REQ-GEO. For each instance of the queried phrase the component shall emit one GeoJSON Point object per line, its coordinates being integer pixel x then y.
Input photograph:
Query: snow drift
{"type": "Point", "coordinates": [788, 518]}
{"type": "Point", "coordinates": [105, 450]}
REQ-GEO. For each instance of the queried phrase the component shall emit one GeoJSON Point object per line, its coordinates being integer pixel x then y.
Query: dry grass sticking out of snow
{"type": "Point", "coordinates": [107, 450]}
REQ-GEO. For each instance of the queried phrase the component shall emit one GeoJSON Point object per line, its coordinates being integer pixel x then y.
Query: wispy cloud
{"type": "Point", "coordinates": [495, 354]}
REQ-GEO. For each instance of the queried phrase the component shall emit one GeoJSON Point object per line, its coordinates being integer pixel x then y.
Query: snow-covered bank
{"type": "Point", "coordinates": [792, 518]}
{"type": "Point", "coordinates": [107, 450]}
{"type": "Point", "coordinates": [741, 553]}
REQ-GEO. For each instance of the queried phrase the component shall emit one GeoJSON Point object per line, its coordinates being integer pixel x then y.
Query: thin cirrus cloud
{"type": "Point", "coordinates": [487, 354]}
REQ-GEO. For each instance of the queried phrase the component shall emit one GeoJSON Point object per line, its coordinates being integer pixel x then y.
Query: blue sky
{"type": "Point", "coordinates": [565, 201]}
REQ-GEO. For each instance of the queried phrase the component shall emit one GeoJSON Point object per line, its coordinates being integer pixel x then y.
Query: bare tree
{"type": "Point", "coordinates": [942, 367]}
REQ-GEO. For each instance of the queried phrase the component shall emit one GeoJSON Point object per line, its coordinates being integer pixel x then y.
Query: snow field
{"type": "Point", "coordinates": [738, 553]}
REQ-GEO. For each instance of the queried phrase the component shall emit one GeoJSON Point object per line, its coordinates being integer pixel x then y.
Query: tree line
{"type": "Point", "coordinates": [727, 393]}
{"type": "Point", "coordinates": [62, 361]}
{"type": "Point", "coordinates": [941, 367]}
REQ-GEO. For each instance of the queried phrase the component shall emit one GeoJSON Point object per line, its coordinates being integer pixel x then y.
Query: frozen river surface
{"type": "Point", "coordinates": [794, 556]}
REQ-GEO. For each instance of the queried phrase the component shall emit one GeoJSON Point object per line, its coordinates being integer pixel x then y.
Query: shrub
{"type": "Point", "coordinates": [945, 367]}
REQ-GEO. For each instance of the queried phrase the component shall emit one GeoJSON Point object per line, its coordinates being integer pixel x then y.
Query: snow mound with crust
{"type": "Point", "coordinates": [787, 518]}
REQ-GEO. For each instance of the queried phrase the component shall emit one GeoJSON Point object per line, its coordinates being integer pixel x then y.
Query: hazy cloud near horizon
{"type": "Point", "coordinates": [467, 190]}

######

- REQUIRED ACTION -
The full listing should be duplicated exactly, line by line.

- YOUR SOLUTION -
REQ-GEO. For each instance of the queried phrase the component shall emit one GeoJSON Point object per line, its coordinates being integer pixel x then y.
Input photograph:
Query: snow drift
{"type": "Point", "coordinates": [788, 518]}
{"type": "Point", "coordinates": [105, 450]}
REQ-GEO. For each instance of the queried phrase the component shall emit one GeoJSON Point object per line, its coordinates being integer pixel x then y.
Query: dry grass sticking out of snow
{"type": "Point", "coordinates": [107, 450]}
REQ-GEO. For each instance of the queried phrase the component shall emit one GeoJSON Point object per line, its coordinates being integer pixel x then y.
Query: wispy cloud
{"type": "Point", "coordinates": [495, 354]}
REQ-GEO. For each instance of the queried phrase the component shall emit one GeoJSON Point object per line, its coordinates being integer pixel x then y.
Query: snow-covered bank
{"type": "Point", "coordinates": [792, 518]}
{"type": "Point", "coordinates": [107, 450]}
{"type": "Point", "coordinates": [741, 553]}
REQ-GEO. For each instance of the queried phrase the component shall emit one GeoJSON Point object per line, its coordinates being integer pixel x then y.
Query: thin cirrus cloud
{"type": "Point", "coordinates": [487, 354]}
REQ-GEO. For each instance of the queried phrase the component shall emit one GeoJSON Point object per line, its coordinates being integer pixel x then y.
Query: blue sky
{"type": "Point", "coordinates": [565, 201]}
REQ-GEO. For each instance of the queried phrase the component shall emit one GeoJSON Point object per line, its coordinates being integer pixel x then y.
Query: bare tree
{"type": "Point", "coordinates": [942, 367]}
REQ-GEO. For each instance of the queried phrase the component shall emit one GeoJSON Point object per line, its coordinates being integer pixel x then y.
Query: snow field
{"type": "Point", "coordinates": [738, 553]}
REQ-GEO. For each instance of the queried phrase the component shall emit one GeoJSON Point object per line, its coordinates being integer pixel x then y.
Query: tree line
{"type": "Point", "coordinates": [727, 393]}
{"type": "Point", "coordinates": [62, 361]}
{"type": "Point", "coordinates": [941, 367]}
REQ-GEO. For each instance of the queried phrase the component shall emit one GeoJSON Point object per line, its coordinates being integer pixel x then y.
Query: frozen river surface
{"type": "Point", "coordinates": [794, 556]}
REQ-GEO. For each instance of the queried phrase the component shall emit one GeoJSON Point object per line, its coordinates being integer pixel x then y.
Query: shrub
{"type": "Point", "coordinates": [945, 367]}
REQ-GEO. For each instance of the queried phrase the component shall emit one GeoJSON Point object per line, its coordinates being integer pixel x then y.
Query: snow mound with crust
{"type": "Point", "coordinates": [787, 518]}
REQ-GEO. For each instance of the queried phrase the component shall emit one GeoJSON Point object per line, its coordinates being integer pixel x then y.
Query: hazy cloud near horizon
{"type": "Point", "coordinates": [467, 190]}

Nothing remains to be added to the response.